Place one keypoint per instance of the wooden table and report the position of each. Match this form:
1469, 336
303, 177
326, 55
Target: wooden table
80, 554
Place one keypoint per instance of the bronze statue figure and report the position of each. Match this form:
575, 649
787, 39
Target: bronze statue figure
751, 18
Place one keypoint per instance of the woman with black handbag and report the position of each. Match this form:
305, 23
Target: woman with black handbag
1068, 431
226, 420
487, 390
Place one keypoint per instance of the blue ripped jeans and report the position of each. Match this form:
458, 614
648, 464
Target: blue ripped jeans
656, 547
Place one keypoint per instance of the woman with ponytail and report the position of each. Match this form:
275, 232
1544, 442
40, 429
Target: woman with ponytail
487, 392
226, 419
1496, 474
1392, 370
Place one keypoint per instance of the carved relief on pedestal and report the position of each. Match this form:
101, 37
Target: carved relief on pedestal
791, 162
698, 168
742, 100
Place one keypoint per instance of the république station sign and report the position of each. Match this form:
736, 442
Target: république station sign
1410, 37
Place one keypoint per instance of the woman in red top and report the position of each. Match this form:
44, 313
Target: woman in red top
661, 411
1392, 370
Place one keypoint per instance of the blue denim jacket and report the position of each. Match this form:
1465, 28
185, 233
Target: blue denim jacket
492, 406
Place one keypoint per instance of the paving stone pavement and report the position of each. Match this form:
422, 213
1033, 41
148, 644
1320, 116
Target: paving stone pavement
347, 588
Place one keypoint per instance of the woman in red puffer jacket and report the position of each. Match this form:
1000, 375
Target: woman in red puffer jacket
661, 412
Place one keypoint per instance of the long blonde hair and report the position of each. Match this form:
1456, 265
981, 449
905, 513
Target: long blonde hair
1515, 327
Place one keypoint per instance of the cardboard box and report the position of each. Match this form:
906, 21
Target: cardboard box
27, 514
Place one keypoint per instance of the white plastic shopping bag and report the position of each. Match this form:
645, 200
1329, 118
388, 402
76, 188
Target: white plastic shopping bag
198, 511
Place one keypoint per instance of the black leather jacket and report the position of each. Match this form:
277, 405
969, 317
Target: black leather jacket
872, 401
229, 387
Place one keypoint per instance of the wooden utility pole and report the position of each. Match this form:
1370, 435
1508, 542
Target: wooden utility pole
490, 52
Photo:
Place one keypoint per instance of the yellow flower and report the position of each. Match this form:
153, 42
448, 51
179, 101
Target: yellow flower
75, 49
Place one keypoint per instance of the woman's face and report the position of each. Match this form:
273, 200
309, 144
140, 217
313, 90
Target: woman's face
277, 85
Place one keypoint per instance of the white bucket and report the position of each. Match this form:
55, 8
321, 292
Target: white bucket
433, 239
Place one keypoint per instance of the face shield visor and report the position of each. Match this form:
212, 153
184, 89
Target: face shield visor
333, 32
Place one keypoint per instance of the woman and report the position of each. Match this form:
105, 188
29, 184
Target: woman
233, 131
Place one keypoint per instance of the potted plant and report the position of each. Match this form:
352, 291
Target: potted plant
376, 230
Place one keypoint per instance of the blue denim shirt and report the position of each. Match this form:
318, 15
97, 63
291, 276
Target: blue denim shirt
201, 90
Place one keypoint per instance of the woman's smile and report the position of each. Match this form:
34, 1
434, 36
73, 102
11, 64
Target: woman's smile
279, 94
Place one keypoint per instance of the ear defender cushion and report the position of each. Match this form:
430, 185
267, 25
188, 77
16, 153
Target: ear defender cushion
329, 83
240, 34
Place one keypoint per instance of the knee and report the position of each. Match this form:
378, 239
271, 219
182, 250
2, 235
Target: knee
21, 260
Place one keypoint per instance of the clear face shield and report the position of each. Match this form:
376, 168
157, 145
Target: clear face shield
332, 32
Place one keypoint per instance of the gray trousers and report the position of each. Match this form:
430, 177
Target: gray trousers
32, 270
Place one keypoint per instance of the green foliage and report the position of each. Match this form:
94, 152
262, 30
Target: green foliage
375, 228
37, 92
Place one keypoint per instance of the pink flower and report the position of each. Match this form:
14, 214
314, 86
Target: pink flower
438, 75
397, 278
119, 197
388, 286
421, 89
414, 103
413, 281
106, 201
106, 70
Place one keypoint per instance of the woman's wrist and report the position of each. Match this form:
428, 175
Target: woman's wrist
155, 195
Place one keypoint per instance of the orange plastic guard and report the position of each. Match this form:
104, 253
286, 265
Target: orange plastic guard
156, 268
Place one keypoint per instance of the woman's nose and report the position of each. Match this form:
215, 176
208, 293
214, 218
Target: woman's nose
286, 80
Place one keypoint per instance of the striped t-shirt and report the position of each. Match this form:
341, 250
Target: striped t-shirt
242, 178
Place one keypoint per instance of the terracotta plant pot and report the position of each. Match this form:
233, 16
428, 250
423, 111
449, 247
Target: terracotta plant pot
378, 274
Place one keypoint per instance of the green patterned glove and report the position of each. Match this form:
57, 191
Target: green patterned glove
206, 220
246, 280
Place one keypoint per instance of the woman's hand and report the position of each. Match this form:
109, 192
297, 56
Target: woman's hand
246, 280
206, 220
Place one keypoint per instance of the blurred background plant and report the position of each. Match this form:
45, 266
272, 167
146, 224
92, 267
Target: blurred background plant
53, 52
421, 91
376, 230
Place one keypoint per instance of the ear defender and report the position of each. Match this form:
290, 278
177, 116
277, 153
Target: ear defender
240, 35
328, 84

====

Task to complete
Reproduce the entire listing word for word.

Response area
Place one keypoint per instance of the wooden table and report the position of each. Match this form:
1469, 336
303, 177
326, 55
Target: wooden table
80, 554
Place one keypoint per instance of the bronze statue figure and report the position of each. Match this form:
575, 649
787, 39
Target: bronze statue figure
751, 18
Place one keypoint per instance of the woman with black handbag and report the position of each. Match this form:
305, 23
Target: woman with black handbag
1068, 431
226, 420
487, 390
Place one keypoint per instance of the blue ripped jeans and report the position of each. Match this form:
458, 614
648, 464
Target: blue ripped jeans
656, 547
Place one keypoint per instance of the woman with ponytail and report the position of each. Match this form:
275, 232
1544, 442
40, 429
Target: woman with ponytail
487, 392
226, 419
1496, 474
1392, 370
Place one keypoint per instance of the carved relief on pedestal and report the position of each. Match this form:
101, 37
Target: carved relief on pedestal
791, 162
698, 168
742, 100
Place one keypoint per instance of the république station sign and report the position of each. Match this form:
736, 442
Target: république station sign
1410, 37
Place one keypoint per instance of the woman in red top and report the position of each. Match this form:
44, 313
Target: woman in red top
661, 411
1392, 370
Place one keypoint per instance of the blue denim jacket and report the position of each. Match this form:
1465, 28
185, 233
Target: blue denim jacket
492, 406
Place one keypoint per instance of the paving stone pavement and report the position of each. Match this form:
422, 213
1033, 41
148, 644
1320, 116
Target: paving stone pavement
347, 588
Place one keypoint per instance of the woman in red puffer jacket and report the position of each. Match this form:
1000, 375
Target: woman in red puffer jacket
661, 412
Place one keypoint per instance of the long blonde hair and report the position of each. Match this form:
1456, 265
981, 449
905, 513
Target: long blonde hair
1515, 327
Place one keypoint per instance of the cardboard box and report the position of each. Match this form:
906, 21
Target: cardboard box
27, 514
Place one keypoint per instance of the white plastic shopping bag and report the position of each. Match this form:
645, 200
1329, 118
388, 402
76, 188
Target: white plastic shopping bag
198, 511
Place one keypoint per instance of the black leather jacket and report the position of each. Match this form:
277, 405
969, 317
Target: black leather jacket
872, 401
229, 387
Place one keypoint per instance of the wooden utility pole and report the position of each. Match this form:
1370, 435
1508, 542
Target: wooden utility pole
490, 52
Photo:
Place one keypoint per instance of the yellow flower and report the position of each. Match this form:
153, 42
448, 51
179, 101
Target: yellow flower
75, 49
Place one keypoint per instance of the woman's face and report the position of each. Match this form:
273, 200
309, 144
140, 217
313, 90
Target: woman's face
277, 85
Place one keypoint per instance of the white bucket and report the position of each. Match this form:
55, 8
321, 292
Target: white bucket
433, 239
Place one keypoint per instance of the face shield visor and report the position of each. Match this form:
212, 153
184, 89
Target: face shield visor
333, 32
Place one keypoint per instance of the woman and report the position of each. Match this form:
105, 188
29, 184
Target: woman
233, 131
Place one keypoint per instance of the potted plant and report the position of each. Match this form:
352, 291
Target: potted plant
376, 230
Place one keypoint per instance of the blue denim shirt and report the position of each. Match this form:
318, 15
97, 63
291, 276
Target: blue denim shirt
201, 90
Place one keypoint per instance of the woman's smile and report the position of each. Match this form:
34, 1
434, 36
73, 102
11, 64
Target: woman's smile
279, 94
Place one keypoint per instance of the ear defender cushion and report the position of each. Match this form:
430, 185
267, 25
188, 77
16, 153
Target: ear defender cushion
329, 83
240, 34
Place one keypoint per instance of the knee and report the position of each. Match this form:
378, 239
271, 219
182, 250
2, 235
Target: knee
21, 260
Place one keypoint per instance of the clear face shield and report the position of each. Match this form:
376, 168
157, 145
Target: clear face shield
332, 32
Place one keypoint per instance of the gray trousers and report the position of each. Match this form:
430, 177
Target: gray trousers
32, 270
Place one keypoint per instance of the green foliage and report the position of each. Match this form:
94, 152
262, 30
Target: green foliage
375, 228
37, 92
Place one keypoint per instance of the pink flower and report the position of each. Match this form:
14, 214
314, 86
Target: pink flower
438, 75
397, 278
119, 197
388, 286
421, 89
414, 103
413, 281
106, 201
106, 70
Place one keypoint per instance of the woman's wrist and report the position of each. Match this form:
428, 175
Target: woman's wrist
155, 195
Place one keypoint per instance of the orange plastic guard and report the position of each. Match this form:
104, 253
286, 265
Target: orange plastic guard
156, 268
Place one keypoint per instance of the woman's nose and report the position of each. Match this form:
215, 176
208, 293
214, 218
Target: woman's nose
286, 80
Place one keypoint per instance of the striped t-shirt and report the position of each. Match this form:
341, 250
Target: striped t-shirt
242, 178
Place one keypoint per instance of the terracotta plant pot and report the position of each. Match this form:
233, 16
428, 250
423, 111
449, 247
Target: terracotta plant pot
378, 274
Place one keypoint per instance of the green patterned glove and report the position of each. Match this form:
57, 191
Target: green patterned glove
206, 220
246, 280
Place one keypoint per instance of the woman's hand and report the position of each. Match this form:
109, 192
297, 56
Target: woman's hand
246, 280
206, 220
Place one keypoint per instance of the blurred background plant and report the position of each. Match this form:
45, 266
272, 167
146, 224
92, 267
Target: blurred background plant
53, 52
421, 91
376, 230
Place one keypoint per instance of the ear defender and report the position of each. Match this form:
290, 278
177, 116
277, 153
Target: ear defender
240, 35
328, 84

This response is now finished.